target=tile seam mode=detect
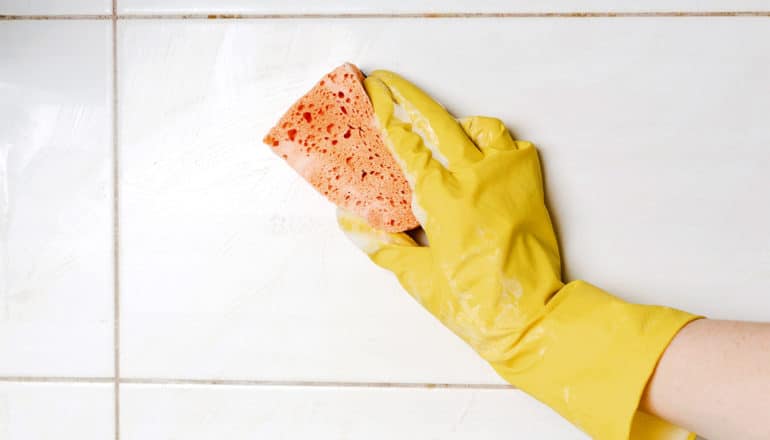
[0,10,770,20]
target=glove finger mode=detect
[337,208,440,309]
[369,70,483,170]
[459,116,518,153]
[364,77,442,190]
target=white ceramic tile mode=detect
[118,0,770,14]
[0,383,115,440]
[119,22,496,382]
[0,0,112,15]
[120,18,770,382]
[0,21,113,376]
[121,385,587,440]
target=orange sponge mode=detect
[264,64,419,232]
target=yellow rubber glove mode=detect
[338,71,697,440]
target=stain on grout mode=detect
[0,10,770,20]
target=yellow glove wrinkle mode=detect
[339,71,697,440]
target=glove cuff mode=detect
[492,281,699,440]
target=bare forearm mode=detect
[641,319,770,440]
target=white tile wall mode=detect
[0,21,113,376]
[118,0,770,14]
[0,383,115,440]
[0,0,770,440]
[0,0,112,15]
[121,385,588,440]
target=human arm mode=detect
[641,319,770,440]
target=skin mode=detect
[641,319,770,440]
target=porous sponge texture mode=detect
[264,63,419,232]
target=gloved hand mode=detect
[338,71,697,440]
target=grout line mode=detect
[121,378,516,390]
[0,376,516,390]
[0,10,770,20]
[0,14,112,20]
[111,0,120,440]
[0,376,115,383]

* TO BE DONE: Copy out every line of the records above word for word, omitting the pictures.

* FULL RESPONSE:
target=tile seam mode=detect
[0,10,770,20]
target=glove finger mode=detect
[337,208,440,309]
[369,70,483,170]
[459,116,518,153]
[364,77,442,190]
target=white ceramic tile mode=detect
[118,0,770,14]
[0,383,115,440]
[119,22,496,382]
[0,0,112,15]
[120,18,770,382]
[0,21,113,376]
[121,385,587,440]
target=orange sponge mode=detect
[264,64,419,232]
target=yellow rubber glove mode=detect
[338,71,697,440]
target=stain on grout mode=detect
[0,10,770,20]
target=yellow glove wrinkle mode=detect
[339,71,697,440]
target=glove cuff mode=detect
[492,281,699,440]
target=bare forearm mode=detect
[641,319,770,440]
target=white tile wall mode=detect
[0,21,113,376]
[118,0,770,14]
[0,383,115,440]
[0,0,770,440]
[0,0,112,15]
[121,385,588,440]
target=human arm mode=detect
[641,319,770,440]
target=skin mode=detect
[641,319,770,440]
target=porous sponge texture mode=detect
[264,63,419,232]
target=gloved hand mode=detect
[338,71,697,440]
target=grout line mode=detect
[121,378,516,390]
[0,376,516,390]
[0,10,770,20]
[0,14,112,20]
[111,0,120,440]
[0,376,115,383]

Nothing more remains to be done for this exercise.